**Text provided**

On April 10, the ATF announced U.S. Attorney General Merrick Garland had approved a final rule, expanding the definition of firearms-related business activity to include a broader range of transfers and transactions.

Prior to the ATF’s new rule, individuals had some room to arrange transfers of firearms to other private individuals without it being considered an act of business requiring a federal firearms license or generally requiring the recipient to undergo a background check. The old rules allowed private individuals to loan firearms to friends and family members or to sell their firearms without necessarily having to transact through a licensed firearms dealer.

The new ATF rule states that individuals are engaged in firearms-related business requiring licensure if the ATF determines they are acting “predominantly to earn a profit.”

**Material**
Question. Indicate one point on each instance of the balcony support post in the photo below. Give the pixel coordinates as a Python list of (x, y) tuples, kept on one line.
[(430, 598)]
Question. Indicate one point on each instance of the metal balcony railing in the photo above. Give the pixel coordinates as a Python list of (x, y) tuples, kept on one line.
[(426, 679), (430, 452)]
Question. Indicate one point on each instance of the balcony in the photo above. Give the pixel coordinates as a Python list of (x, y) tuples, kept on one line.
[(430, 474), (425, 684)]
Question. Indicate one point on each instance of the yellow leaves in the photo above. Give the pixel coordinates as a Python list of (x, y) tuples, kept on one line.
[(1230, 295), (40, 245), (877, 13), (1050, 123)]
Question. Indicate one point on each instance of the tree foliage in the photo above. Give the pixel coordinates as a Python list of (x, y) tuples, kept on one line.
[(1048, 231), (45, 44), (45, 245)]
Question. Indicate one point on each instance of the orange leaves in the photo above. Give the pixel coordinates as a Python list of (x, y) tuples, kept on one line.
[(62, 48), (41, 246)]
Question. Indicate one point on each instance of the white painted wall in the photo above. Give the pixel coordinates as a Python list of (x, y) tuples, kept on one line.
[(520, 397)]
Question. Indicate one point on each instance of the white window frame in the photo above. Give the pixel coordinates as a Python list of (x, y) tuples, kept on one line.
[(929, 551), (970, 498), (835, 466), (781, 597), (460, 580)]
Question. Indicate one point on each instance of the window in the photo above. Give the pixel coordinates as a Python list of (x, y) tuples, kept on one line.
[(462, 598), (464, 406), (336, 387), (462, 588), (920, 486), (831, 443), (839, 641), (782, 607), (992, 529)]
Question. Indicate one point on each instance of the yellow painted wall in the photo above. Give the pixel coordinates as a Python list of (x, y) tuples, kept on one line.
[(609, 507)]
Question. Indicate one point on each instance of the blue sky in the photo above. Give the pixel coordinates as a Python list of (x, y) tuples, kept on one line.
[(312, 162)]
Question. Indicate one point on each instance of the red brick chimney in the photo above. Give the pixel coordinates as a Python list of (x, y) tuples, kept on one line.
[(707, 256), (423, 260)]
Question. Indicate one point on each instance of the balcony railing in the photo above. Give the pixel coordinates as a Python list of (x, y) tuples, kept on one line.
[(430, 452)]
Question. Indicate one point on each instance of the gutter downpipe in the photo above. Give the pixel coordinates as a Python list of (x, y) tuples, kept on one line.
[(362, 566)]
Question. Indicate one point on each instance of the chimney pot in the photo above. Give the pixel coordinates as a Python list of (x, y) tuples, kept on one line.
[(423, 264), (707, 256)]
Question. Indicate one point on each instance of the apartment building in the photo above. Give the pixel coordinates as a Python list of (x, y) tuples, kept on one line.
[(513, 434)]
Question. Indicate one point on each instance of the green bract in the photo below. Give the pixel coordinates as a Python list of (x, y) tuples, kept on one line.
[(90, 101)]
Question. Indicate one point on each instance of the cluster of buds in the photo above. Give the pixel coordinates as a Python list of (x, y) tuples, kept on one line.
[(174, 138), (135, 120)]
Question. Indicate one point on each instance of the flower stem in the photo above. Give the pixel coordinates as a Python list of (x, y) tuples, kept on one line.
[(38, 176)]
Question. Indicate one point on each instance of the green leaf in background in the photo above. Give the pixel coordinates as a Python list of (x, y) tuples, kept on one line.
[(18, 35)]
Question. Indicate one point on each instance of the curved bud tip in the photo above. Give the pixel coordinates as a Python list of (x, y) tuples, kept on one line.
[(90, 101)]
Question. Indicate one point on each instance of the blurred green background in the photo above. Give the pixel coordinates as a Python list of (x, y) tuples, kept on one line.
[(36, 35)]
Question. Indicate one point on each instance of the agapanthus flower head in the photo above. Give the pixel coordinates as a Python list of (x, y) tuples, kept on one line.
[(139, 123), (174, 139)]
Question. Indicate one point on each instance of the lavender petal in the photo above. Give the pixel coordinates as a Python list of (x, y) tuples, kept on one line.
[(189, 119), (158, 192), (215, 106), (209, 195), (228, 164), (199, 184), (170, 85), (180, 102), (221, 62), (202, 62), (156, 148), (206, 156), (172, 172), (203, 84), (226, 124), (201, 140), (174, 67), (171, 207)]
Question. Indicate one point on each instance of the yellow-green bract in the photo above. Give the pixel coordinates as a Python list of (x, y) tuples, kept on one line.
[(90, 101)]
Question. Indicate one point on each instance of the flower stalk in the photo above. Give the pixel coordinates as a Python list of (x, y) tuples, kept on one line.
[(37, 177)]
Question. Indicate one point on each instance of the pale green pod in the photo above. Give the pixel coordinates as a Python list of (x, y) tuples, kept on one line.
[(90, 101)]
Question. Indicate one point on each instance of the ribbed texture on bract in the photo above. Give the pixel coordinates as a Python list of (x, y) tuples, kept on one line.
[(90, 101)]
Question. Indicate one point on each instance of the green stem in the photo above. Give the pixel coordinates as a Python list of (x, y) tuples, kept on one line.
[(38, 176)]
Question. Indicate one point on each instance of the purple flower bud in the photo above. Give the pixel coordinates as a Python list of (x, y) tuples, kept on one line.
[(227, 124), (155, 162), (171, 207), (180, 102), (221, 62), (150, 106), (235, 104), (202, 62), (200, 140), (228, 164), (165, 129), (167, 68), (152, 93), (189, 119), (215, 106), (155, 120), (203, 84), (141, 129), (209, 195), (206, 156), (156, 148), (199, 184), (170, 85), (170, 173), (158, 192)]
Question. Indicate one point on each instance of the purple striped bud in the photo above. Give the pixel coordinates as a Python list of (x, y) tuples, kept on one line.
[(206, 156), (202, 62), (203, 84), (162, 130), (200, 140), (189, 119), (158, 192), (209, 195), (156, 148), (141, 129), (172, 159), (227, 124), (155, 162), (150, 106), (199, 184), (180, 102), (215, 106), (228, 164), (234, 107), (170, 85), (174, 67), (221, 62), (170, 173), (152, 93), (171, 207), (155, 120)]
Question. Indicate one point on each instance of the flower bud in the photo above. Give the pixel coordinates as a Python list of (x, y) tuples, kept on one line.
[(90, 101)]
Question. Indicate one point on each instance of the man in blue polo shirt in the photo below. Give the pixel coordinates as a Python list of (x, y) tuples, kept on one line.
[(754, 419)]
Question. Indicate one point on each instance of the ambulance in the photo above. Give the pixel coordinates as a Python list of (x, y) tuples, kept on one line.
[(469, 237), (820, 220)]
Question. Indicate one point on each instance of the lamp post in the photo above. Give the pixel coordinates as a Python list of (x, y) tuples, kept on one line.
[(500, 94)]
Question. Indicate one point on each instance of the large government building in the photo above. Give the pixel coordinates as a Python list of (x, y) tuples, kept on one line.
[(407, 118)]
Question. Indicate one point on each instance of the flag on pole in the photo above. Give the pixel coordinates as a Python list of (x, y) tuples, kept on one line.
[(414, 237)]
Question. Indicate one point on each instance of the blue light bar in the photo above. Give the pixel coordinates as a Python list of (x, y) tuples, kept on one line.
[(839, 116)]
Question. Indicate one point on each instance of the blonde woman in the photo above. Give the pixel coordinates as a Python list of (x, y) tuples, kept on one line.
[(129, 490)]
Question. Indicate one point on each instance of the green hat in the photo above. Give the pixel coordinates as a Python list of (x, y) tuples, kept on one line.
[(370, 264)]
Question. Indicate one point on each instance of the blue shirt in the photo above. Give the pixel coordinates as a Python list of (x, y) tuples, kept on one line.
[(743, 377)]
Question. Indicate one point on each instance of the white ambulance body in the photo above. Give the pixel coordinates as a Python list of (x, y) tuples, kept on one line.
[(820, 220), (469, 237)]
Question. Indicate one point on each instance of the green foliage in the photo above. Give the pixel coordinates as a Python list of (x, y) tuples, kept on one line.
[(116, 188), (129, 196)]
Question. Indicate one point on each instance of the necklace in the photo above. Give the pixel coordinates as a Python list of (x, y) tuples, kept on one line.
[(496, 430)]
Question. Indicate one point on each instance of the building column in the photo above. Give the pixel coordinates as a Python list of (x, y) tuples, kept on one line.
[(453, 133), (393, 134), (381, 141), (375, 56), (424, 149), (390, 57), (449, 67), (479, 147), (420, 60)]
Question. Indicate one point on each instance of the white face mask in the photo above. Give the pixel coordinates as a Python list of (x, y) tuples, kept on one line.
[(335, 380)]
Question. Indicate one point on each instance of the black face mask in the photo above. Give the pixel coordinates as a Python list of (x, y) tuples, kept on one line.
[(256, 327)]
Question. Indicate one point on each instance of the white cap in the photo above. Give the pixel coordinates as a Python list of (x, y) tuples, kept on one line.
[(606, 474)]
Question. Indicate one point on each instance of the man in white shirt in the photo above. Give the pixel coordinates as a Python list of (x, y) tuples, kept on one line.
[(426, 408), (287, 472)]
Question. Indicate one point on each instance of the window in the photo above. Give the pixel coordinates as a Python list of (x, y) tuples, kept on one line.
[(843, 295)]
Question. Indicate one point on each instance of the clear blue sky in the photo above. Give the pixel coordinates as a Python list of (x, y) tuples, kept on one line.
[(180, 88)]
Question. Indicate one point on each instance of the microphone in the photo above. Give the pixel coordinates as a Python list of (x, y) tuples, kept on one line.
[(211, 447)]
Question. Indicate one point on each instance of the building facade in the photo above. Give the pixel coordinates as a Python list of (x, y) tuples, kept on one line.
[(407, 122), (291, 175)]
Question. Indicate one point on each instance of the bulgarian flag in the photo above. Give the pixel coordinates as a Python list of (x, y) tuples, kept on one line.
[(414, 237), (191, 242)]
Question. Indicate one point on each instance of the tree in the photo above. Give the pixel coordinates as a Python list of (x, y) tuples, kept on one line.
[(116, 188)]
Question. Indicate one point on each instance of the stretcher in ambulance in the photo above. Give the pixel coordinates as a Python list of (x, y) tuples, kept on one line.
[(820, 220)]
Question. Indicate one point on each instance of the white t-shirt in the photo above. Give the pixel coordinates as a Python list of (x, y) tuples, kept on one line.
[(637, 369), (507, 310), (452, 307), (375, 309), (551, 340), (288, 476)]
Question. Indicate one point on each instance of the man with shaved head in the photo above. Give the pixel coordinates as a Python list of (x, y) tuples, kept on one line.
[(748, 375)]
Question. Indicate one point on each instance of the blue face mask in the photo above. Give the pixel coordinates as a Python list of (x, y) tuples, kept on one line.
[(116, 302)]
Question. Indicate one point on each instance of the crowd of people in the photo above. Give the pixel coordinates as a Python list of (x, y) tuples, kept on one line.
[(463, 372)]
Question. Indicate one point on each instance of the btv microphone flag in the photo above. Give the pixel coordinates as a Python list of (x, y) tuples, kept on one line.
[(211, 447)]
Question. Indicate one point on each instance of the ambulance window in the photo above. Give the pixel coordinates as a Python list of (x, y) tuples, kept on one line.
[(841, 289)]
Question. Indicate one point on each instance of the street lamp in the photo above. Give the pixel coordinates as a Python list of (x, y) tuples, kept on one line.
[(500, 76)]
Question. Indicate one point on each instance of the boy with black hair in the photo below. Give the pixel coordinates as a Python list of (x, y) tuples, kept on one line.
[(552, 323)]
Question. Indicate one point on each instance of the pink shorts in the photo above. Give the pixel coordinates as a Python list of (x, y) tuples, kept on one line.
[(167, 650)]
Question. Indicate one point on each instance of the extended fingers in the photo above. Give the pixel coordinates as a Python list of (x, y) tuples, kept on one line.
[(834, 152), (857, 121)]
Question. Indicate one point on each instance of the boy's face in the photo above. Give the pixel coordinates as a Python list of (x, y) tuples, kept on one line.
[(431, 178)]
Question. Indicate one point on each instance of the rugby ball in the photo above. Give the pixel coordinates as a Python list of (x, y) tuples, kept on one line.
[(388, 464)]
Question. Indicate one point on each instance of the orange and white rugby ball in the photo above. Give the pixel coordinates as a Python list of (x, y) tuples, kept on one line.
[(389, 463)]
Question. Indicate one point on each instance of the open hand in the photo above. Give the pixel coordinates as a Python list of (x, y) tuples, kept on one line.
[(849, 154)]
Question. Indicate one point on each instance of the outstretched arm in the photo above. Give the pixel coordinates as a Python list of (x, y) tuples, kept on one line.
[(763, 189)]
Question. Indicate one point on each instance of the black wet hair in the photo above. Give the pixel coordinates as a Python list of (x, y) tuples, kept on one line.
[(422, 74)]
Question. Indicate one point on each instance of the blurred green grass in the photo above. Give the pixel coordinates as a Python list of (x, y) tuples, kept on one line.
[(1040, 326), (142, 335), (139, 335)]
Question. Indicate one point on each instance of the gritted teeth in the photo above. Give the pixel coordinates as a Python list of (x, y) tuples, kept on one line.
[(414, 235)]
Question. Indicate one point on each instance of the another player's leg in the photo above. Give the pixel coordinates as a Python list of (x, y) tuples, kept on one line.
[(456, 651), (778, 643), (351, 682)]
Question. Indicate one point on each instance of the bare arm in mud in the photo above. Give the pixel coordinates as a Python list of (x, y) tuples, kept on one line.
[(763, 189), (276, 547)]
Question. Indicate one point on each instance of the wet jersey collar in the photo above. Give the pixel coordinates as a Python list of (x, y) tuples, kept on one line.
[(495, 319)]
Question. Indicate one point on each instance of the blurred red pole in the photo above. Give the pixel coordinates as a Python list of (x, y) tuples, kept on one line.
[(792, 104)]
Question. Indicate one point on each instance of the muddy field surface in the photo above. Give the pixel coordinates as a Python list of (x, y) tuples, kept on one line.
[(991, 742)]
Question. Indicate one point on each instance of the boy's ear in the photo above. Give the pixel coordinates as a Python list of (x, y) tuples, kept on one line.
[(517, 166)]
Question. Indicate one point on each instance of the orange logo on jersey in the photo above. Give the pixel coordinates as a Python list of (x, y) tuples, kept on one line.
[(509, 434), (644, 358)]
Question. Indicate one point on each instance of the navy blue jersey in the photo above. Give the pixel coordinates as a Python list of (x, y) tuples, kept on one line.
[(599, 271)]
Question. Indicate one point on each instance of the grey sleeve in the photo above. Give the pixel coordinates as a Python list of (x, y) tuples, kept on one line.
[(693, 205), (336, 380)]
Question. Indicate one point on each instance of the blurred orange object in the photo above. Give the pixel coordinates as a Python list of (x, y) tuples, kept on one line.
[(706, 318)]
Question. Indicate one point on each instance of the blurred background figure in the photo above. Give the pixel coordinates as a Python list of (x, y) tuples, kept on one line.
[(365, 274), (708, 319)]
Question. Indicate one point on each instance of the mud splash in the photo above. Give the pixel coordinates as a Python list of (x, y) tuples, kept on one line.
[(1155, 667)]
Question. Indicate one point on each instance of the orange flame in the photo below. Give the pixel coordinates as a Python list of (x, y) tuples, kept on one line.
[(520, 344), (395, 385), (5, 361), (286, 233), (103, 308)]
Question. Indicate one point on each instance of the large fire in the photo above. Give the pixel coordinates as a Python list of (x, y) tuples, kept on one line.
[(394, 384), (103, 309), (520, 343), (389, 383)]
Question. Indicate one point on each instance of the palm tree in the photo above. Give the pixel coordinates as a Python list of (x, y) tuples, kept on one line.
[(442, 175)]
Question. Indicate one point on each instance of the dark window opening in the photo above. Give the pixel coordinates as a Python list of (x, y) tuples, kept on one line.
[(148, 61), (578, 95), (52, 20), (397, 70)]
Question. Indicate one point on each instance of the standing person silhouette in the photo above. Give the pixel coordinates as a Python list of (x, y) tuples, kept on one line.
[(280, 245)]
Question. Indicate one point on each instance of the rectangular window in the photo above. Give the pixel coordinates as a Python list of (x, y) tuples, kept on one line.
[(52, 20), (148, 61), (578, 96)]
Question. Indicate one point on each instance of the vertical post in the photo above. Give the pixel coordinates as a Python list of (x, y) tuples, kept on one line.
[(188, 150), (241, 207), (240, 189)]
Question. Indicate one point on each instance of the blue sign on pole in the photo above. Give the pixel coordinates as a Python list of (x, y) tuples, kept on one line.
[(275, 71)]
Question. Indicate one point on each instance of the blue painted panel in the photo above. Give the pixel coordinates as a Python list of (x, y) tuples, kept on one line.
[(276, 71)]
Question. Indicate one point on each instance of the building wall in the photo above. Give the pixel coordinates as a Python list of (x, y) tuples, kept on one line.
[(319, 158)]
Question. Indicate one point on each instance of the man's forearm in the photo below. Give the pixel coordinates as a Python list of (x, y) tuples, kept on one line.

**Tasks and exercises**
1. From the text about the ATF's firearms rule, reproduce word for word the part between "On April 10, the" and "licensed firearms dealer.", inclusive.
2. Write the next part of the text on the ATF's new firearms rule, beginning after its last sentence.

**Results of the exercise**
1.
On April 10, the ATF announced U.S. Attorney General Merrick Garland had approved a final rule, expanding the definition of firearms-related business activity to include a broader range of transfers and transactions.

Prior to the ATF’s new rule, individuals had some room to arrange transfers of firearms to other private individuals without it being considered an act of business requiring a federal firearms license or generally requiring the recipient to undergo a background check. The old rules allowed private individuals to loan firearms to friends and family members or to sell their firearms without necessarily having to transact through a licensed firearms dealer.

2.
The new ATF rule elicited challenges from gun rights advocates and multiple gun-friendly states, including Texas, Mississippi, Louisiana, and Utah. Those plaintiffs argued the new rule violates the Administrative Procedure Act (APA), which generally states executive branch agencies must have clear authorization from Congress to set regulations. The plaintiffs argued the ATF’s new rule goes beyond the gun control measures Congress has granted the agency.

On Sunday, U.S. District Judge Matthew Kacsmaryk, of the U.S. District Court for the Northern District of Texas, ruled that some of the plaintiffs in the case had exhibited sufficient standing to challenge the new ATF rule. Kacsmaryk concluded that the new ATF rule likely went afoul of the APA and that the plaintiffs have a likelihood to succeed on those merits of their argument for throwing out the new gun control rule.

The federal government, arguing in favor of the new ATF rule, has argued that it derived the authority for this new interpretation of engaging in firearms-related business following the passage of the Bipartisan Safer Communities Act (BSCA) in June 2022. The defendants argued the BSCA defines firearms-related business to include activity where the intent is to earn a profit and that the new ATF rule is in line with the will of Congress.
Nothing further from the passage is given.